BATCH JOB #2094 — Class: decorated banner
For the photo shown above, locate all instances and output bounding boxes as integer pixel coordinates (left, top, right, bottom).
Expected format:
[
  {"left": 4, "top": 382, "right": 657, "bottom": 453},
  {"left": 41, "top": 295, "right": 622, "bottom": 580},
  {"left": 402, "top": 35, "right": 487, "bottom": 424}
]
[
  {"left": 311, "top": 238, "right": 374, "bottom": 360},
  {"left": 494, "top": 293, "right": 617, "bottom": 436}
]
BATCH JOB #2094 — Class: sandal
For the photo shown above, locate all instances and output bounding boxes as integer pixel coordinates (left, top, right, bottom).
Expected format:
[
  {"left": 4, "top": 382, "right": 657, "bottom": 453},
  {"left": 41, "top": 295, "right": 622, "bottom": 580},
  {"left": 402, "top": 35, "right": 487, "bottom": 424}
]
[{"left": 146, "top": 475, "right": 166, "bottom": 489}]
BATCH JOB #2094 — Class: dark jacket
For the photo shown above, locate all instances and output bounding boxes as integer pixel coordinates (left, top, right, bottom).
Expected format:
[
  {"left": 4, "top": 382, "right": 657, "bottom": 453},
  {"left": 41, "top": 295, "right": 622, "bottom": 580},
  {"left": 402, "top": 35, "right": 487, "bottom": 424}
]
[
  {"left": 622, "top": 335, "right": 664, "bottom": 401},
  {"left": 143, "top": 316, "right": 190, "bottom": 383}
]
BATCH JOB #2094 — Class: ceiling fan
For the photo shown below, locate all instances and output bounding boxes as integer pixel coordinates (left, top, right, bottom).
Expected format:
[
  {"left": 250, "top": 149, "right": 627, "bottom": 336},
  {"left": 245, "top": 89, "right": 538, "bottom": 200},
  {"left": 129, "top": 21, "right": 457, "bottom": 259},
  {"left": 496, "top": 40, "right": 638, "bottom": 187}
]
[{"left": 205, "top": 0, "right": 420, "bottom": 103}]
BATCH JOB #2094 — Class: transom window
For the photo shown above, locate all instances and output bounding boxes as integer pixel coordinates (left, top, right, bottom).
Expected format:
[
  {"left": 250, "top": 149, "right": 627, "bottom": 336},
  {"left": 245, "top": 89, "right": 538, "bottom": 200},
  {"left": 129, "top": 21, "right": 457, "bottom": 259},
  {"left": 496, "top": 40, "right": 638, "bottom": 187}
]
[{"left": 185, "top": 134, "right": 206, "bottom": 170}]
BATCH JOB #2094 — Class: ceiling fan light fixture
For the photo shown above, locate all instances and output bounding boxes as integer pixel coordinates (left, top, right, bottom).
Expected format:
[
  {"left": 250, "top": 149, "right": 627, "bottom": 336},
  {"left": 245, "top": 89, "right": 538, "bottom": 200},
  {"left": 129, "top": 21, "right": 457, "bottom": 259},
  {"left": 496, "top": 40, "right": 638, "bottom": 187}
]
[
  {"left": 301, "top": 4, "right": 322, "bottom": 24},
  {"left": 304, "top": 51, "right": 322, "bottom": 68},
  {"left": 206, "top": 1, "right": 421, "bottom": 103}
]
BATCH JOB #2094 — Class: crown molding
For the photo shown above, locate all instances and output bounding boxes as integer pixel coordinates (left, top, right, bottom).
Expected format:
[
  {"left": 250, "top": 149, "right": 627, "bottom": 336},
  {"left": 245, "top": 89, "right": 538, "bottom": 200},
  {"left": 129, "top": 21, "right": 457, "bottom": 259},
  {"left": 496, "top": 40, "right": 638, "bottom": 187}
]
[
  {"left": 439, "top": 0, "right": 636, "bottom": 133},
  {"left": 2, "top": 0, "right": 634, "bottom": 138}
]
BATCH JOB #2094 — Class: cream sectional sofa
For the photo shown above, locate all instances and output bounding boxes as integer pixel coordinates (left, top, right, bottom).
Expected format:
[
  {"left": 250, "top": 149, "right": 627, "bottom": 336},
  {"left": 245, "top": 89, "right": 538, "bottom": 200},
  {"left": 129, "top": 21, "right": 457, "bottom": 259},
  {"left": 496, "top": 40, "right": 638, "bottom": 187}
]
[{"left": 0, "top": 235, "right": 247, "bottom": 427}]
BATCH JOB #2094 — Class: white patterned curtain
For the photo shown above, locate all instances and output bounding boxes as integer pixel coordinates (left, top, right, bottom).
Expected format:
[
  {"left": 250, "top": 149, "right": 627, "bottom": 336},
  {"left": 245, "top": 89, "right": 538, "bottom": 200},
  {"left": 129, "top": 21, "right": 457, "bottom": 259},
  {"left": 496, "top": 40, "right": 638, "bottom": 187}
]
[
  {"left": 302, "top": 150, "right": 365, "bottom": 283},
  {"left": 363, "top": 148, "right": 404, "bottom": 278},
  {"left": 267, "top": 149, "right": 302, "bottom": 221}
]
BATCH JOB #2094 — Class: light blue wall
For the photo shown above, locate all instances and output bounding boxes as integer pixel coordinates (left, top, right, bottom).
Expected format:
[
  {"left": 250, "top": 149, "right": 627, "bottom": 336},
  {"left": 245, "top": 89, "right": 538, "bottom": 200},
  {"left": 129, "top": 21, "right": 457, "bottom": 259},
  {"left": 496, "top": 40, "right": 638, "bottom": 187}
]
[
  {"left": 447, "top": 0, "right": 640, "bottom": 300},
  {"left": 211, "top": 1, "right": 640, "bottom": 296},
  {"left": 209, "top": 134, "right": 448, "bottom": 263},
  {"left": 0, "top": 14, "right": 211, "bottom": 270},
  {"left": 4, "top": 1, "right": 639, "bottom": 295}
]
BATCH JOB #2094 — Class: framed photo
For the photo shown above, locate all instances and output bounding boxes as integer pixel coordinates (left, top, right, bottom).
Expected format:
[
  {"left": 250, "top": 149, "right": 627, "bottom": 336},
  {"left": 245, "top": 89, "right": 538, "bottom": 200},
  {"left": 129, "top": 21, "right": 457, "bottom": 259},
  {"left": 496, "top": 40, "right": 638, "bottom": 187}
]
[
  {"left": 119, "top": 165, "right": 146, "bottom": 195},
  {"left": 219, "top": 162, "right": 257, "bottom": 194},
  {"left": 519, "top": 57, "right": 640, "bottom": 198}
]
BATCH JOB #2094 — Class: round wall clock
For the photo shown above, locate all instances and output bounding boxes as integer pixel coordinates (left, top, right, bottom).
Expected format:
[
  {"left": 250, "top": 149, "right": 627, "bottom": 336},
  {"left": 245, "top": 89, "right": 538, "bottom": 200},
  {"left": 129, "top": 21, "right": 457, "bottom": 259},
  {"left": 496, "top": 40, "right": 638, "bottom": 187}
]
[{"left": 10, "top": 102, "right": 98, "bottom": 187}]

# Exercise requirements:
Once you have read the records above, write them all out exactly.

# Finished exercise:
BATCH JOB #2094 — Class: decorated banner
For the photo shown above, locate all instances and output bounding boxes as integer pixel coordinates (left, top, right, bottom).
Expected format:
[
  {"left": 4, "top": 382, "right": 657, "bottom": 453},
  {"left": 41, "top": 295, "right": 622, "bottom": 580},
  {"left": 402, "top": 35, "right": 487, "bottom": 424}
]
[
  {"left": 311, "top": 238, "right": 374, "bottom": 360},
  {"left": 494, "top": 293, "right": 617, "bottom": 436}
]
BATCH JOB #2094 — Class: sandal
For the photo shown above, locate all instances and output bounding boxes as integer pixel coordinates (left, top, right, bottom).
Expected format:
[
  {"left": 4, "top": 382, "right": 657, "bottom": 453},
  {"left": 41, "top": 295, "right": 622, "bottom": 580},
  {"left": 402, "top": 35, "right": 487, "bottom": 424}
]
[{"left": 146, "top": 475, "right": 166, "bottom": 489}]
BATCH JOB #2094 — Class: dark jacket
For the photo shown above, locate all instances and output bounding boxes as integer pixel coordinates (left, top, right, bottom).
Expected format:
[
  {"left": 4, "top": 382, "right": 657, "bottom": 453},
  {"left": 41, "top": 295, "right": 622, "bottom": 580},
  {"left": 402, "top": 35, "right": 487, "bottom": 424}
]
[
  {"left": 622, "top": 335, "right": 664, "bottom": 401},
  {"left": 143, "top": 316, "right": 190, "bottom": 383}
]
BATCH JOB #2094 — Class: ceiling fan
For the photo shown below, locate all instances and output bounding boxes as integer pixel coordinates (left, top, right, bottom).
Expected format:
[
  {"left": 250, "top": 149, "right": 627, "bottom": 336},
  {"left": 245, "top": 89, "right": 538, "bottom": 200},
  {"left": 129, "top": 21, "right": 457, "bottom": 259},
  {"left": 496, "top": 40, "right": 638, "bottom": 187}
]
[{"left": 205, "top": 0, "right": 420, "bottom": 103}]
BATCH JOB #2094 — Class: transom window
For the photo shown above, locate all instances and output bounding boxes as integer pixel coordinates (left, top, right, bottom).
Expected format:
[
  {"left": 250, "top": 149, "right": 627, "bottom": 336},
  {"left": 245, "top": 89, "right": 538, "bottom": 200},
  {"left": 129, "top": 21, "right": 457, "bottom": 259},
  {"left": 496, "top": 40, "right": 638, "bottom": 187}
]
[{"left": 185, "top": 134, "right": 206, "bottom": 170}]
BATCH JOB #2094 — Class: ceiling fan light fixture
For the photo shown above, locate all instances and output bounding boxes as integer pixel coordinates (left, top, right, bottom).
Expected format:
[
  {"left": 250, "top": 149, "right": 627, "bottom": 336},
  {"left": 245, "top": 89, "right": 538, "bottom": 200},
  {"left": 129, "top": 21, "right": 457, "bottom": 259},
  {"left": 496, "top": 40, "right": 638, "bottom": 187}
]
[
  {"left": 301, "top": 4, "right": 322, "bottom": 24},
  {"left": 304, "top": 51, "right": 322, "bottom": 68},
  {"left": 206, "top": 1, "right": 421, "bottom": 103}
]
BATCH JOB #2094 — Class: crown molding
For the photo shown above, locate all instances and output bounding boxes as integer pixel coordinates (left, top, right, bottom).
Expected format:
[
  {"left": 250, "top": 149, "right": 627, "bottom": 336},
  {"left": 245, "top": 89, "right": 538, "bottom": 200},
  {"left": 129, "top": 21, "right": 457, "bottom": 259},
  {"left": 496, "top": 40, "right": 638, "bottom": 187}
]
[
  {"left": 439, "top": 0, "right": 636, "bottom": 133},
  {"left": 2, "top": 0, "right": 634, "bottom": 138}
]
BATCH JOB #2094 — Class: cream sectional sofa
For the photo shown above, locate all instances and output bounding boxes as integer pixel coordinates (left, top, right, bottom).
Expected format:
[
  {"left": 250, "top": 149, "right": 627, "bottom": 336},
  {"left": 245, "top": 89, "right": 538, "bottom": 200},
  {"left": 129, "top": 21, "right": 457, "bottom": 259},
  {"left": 496, "top": 40, "right": 638, "bottom": 187}
]
[{"left": 0, "top": 235, "right": 247, "bottom": 427}]
BATCH JOB #2094 — Class: white patterned curtain
For the photo shown above, locate all instances and output bounding boxes as integer pixel coordinates (left, top, right, bottom).
Expected format:
[
  {"left": 250, "top": 149, "right": 627, "bottom": 336},
  {"left": 245, "top": 89, "right": 538, "bottom": 200},
  {"left": 129, "top": 21, "right": 457, "bottom": 259},
  {"left": 496, "top": 40, "right": 638, "bottom": 187}
]
[
  {"left": 302, "top": 150, "right": 365, "bottom": 283},
  {"left": 363, "top": 148, "right": 404, "bottom": 278},
  {"left": 267, "top": 149, "right": 302, "bottom": 221}
]
BATCH JOB #2094 — Class: light blue wall
For the photo shown above, locate all instances and output bounding boxes as integer pixel coordinates (left, top, right, bottom).
Expected format:
[
  {"left": 250, "top": 149, "right": 627, "bottom": 336},
  {"left": 245, "top": 89, "right": 538, "bottom": 200},
  {"left": 129, "top": 21, "right": 457, "bottom": 259},
  {"left": 496, "top": 40, "right": 638, "bottom": 187}
]
[
  {"left": 447, "top": 0, "right": 640, "bottom": 300},
  {"left": 211, "top": 1, "right": 640, "bottom": 296},
  {"left": 209, "top": 134, "right": 448, "bottom": 263},
  {"left": 0, "top": 14, "right": 211, "bottom": 270},
  {"left": 4, "top": 1, "right": 639, "bottom": 295}
]
BATCH JOB #2094 — Class: framed photo
For the photo shown above, locate all instances and output bounding boxes as integer pixel coordinates (left, top, right, bottom).
Expected format:
[
  {"left": 250, "top": 149, "right": 627, "bottom": 336},
  {"left": 245, "top": 89, "right": 538, "bottom": 200},
  {"left": 129, "top": 21, "right": 457, "bottom": 259},
  {"left": 496, "top": 40, "right": 638, "bottom": 187}
]
[
  {"left": 119, "top": 165, "right": 146, "bottom": 195},
  {"left": 219, "top": 162, "right": 257, "bottom": 194},
  {"left": 519, "top": 57, "right": 640, "bottom": 198}
]
BATCH JOB #2094 — Class: round wall clock
For the photo shown above, locate all instances and output bounding boxes as integer pixel coordinates (left, top, right, bottom).
Expected format:
[
  {"left": 250, "top": 149, "right": 627, "bottom": 336},
  {"left": 245, "top": 89, "right": 538, "bottom": 200},
  {"left": 129, "top": 21, "right": 457, "bottom": 259},
  {"left": 496, "top": 40, "right": 638, "bottom": 187}
]
[{"left": 10, "top": 102, "right": 98, "bottom": 187}]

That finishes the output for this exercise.